╭─ TEXT BLOCK

A CEO at the age of 39, Jim Marsh has held senior leadership roles across multiple sectors, including four years as Chief Transformation Officer at McLaren Automotive. He tells Al Clarke, Chairman of the Ennis & Co Advisory Group, that experiencing different industries in different roles makes for better leaders.
AL CLARKE: When you set out on your career, did you have a clear goal about what you wanted to achieve?
JIM MARSH: Yes, I was very clear right from the start. I’m a person who likes to set goals for myself and my objective was to be a partner in one of the Big Four accounting firms by the time I was 30 and a CEO by the time I was 40. I have one brother who’s seven years older than me, so he was always ahead of me. I think watching him was also a big motivation.
AC: Did you have an early idea about a sector or industry that you wanted to work in after accounting?

╰─

#### [REQUIREMENT 1]
Please decide whether each statement agrees with the interview, answering yes or no and quoting the words that settle it: (a) Marsh set a goal of becoming a CEO by age 40; (b) Marsh's brother is younger than him; (c) Marsh spent five years at McLaren Automotive.
The rows have no connection to the interview.

╭─ PROVIDED RECORDS

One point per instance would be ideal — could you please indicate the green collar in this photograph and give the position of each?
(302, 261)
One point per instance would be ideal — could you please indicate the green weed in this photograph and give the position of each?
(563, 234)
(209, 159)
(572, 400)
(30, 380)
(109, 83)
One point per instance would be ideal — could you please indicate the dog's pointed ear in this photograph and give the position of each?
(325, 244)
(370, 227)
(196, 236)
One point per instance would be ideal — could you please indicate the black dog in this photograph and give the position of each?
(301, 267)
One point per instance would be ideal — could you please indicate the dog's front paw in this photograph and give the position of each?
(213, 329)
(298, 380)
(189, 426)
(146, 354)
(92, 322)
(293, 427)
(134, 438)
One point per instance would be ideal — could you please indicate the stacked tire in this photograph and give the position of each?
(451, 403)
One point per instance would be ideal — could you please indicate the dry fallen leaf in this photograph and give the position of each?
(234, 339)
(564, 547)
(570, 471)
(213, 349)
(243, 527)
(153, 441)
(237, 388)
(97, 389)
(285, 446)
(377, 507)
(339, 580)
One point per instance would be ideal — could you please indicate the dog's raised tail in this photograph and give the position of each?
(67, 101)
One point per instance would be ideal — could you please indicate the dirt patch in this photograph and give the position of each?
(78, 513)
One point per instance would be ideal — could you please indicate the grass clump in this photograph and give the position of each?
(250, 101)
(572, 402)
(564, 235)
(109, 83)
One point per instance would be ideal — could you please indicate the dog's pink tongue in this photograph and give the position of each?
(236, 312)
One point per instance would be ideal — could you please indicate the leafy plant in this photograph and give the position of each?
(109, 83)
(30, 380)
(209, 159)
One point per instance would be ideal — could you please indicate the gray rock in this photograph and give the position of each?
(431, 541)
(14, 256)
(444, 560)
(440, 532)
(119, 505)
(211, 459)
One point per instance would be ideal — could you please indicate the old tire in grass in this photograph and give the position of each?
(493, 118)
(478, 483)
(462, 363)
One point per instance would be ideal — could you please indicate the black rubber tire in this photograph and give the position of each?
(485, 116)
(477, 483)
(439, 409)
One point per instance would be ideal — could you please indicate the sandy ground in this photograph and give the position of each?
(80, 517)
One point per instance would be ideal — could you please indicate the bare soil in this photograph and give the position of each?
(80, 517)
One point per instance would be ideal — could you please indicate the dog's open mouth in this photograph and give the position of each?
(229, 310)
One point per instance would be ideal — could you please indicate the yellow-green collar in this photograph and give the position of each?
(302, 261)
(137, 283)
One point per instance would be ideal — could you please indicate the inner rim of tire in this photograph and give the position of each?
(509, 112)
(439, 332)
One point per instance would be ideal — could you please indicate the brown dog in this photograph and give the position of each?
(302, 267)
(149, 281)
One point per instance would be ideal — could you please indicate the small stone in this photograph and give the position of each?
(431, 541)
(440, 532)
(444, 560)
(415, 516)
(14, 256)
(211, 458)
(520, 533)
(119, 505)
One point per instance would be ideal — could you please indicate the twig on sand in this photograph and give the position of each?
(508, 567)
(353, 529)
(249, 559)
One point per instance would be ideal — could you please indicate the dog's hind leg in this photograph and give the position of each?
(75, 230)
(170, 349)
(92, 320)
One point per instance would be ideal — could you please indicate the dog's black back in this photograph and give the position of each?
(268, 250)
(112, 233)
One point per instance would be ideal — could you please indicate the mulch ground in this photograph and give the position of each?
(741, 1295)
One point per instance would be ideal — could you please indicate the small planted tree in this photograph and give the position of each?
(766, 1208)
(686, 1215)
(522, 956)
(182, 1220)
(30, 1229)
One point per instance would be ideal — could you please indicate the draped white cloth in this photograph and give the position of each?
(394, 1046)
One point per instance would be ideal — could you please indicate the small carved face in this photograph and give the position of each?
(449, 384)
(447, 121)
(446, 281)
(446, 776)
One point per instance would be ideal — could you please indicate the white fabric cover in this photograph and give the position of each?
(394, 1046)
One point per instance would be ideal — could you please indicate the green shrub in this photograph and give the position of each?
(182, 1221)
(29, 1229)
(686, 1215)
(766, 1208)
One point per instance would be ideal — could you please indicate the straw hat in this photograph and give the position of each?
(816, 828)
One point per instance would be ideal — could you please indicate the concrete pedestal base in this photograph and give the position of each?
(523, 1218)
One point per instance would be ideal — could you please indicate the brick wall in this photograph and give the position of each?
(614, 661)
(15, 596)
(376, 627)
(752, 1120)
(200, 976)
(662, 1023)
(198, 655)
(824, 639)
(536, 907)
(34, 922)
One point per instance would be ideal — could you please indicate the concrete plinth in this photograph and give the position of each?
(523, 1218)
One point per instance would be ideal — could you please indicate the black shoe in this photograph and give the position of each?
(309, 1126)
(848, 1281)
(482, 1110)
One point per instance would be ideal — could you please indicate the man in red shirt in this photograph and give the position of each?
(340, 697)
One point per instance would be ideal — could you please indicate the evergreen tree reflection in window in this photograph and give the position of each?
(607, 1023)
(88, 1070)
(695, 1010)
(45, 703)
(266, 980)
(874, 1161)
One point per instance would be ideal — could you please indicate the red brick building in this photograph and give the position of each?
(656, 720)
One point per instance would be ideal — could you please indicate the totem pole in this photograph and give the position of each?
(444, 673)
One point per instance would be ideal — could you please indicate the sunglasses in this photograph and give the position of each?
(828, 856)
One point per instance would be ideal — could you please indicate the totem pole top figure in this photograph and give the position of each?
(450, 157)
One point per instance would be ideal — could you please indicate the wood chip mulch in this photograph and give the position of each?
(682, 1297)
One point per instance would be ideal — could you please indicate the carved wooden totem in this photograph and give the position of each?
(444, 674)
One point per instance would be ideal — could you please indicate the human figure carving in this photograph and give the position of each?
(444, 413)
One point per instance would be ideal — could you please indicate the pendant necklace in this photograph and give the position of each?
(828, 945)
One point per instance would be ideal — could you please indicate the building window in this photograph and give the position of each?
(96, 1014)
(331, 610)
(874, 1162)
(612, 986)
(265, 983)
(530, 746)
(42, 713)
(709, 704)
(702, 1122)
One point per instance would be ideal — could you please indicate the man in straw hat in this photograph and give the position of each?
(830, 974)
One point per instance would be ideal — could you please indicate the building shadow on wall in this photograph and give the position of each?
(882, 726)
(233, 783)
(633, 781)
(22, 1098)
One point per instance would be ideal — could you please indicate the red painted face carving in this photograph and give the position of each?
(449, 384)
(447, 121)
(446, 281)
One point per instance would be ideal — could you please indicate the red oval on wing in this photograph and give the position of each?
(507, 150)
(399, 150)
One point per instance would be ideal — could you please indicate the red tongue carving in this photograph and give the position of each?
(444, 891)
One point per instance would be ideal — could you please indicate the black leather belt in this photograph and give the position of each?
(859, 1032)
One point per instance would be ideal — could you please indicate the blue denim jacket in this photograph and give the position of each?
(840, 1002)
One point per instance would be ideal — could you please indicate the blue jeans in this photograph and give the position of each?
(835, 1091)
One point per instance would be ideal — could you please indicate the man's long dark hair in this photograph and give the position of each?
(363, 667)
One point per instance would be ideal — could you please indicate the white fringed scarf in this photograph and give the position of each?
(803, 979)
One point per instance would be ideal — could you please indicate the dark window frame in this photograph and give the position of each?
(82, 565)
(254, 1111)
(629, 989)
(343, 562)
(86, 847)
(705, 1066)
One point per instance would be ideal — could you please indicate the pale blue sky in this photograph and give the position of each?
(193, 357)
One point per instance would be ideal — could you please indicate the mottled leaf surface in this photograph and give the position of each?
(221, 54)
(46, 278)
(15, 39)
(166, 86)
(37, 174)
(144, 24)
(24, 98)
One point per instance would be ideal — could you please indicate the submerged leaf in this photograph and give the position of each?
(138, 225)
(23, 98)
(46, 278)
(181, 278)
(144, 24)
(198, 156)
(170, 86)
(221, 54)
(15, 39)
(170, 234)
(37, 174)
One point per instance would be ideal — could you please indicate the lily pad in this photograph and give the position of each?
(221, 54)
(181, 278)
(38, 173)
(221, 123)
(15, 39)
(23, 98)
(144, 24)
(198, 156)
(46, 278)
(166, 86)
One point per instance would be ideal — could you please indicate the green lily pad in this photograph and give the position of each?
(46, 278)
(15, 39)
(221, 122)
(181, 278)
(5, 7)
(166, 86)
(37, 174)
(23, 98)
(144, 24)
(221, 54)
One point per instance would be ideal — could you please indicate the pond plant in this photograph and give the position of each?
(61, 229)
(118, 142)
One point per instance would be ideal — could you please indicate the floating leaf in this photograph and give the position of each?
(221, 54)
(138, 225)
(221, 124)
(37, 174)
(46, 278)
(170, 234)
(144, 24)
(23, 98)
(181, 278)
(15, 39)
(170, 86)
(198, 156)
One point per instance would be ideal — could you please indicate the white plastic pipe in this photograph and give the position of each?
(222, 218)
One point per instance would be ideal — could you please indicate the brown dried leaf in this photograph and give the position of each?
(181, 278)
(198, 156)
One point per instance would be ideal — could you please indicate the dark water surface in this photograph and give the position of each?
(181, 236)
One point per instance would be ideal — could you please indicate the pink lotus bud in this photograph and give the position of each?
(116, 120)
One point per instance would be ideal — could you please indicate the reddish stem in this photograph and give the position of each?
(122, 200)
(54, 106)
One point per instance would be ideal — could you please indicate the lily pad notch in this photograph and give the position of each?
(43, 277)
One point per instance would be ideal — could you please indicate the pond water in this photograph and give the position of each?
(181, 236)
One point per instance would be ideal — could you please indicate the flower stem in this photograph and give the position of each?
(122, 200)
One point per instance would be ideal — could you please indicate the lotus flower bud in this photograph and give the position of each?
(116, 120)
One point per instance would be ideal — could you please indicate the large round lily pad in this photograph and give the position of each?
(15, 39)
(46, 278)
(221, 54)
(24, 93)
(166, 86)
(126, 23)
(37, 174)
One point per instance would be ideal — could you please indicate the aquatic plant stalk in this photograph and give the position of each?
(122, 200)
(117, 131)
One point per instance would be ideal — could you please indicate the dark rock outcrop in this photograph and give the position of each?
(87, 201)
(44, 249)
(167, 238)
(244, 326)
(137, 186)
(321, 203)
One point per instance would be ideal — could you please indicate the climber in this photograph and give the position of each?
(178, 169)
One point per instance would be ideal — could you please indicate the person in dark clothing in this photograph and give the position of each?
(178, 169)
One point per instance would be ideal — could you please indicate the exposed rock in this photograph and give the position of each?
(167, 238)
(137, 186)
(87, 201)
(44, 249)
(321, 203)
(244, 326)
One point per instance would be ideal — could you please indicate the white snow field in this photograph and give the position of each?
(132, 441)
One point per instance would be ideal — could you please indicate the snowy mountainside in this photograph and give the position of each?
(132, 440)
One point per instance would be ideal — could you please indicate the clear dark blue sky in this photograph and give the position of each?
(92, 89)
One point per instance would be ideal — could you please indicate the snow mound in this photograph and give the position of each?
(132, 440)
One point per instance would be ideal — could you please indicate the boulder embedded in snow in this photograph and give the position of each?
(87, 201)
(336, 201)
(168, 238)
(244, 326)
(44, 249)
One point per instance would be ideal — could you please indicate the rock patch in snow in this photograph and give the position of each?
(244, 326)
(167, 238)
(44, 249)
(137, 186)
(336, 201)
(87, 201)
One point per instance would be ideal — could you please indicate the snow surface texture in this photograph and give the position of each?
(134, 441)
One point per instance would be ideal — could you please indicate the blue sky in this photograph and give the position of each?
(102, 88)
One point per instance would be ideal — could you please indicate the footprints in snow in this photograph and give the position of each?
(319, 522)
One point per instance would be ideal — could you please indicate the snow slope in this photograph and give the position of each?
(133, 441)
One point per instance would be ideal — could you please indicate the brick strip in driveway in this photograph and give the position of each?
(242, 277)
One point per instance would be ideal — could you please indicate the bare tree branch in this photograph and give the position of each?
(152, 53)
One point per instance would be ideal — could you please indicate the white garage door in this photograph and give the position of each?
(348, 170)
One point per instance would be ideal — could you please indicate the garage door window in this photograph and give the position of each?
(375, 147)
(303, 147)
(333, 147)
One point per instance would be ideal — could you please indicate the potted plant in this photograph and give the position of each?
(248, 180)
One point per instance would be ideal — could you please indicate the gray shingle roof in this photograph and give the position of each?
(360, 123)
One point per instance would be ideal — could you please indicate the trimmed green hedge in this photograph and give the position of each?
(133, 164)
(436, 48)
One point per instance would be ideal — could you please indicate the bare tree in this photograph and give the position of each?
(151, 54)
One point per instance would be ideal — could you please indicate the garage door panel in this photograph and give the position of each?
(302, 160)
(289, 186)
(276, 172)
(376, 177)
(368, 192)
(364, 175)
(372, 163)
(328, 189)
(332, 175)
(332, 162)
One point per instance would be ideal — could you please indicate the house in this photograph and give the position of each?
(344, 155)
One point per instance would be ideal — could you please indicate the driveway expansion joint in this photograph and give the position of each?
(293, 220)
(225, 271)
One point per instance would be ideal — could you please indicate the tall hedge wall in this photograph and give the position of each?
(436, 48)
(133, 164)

╰─

#### [REQUIREMENT 2]
List every line in the rows that contains the string "straw". Case counts.

#### [SOLUTION 1]
(a) Yes: "a CEO by the time I was 40"
(b) No: "I have one brother who’s seven years older than me"
(c) No: "four years as Chief Transformation Officer at McLaren Automotive"

#### [SOLUTION 2]
One point per instance would be ideal — could you please indicate the straw hat in this photograph and give the position of each?
One point per instance would be ideal — could you please indicate the man in straw hat in this photograph and give the position of each?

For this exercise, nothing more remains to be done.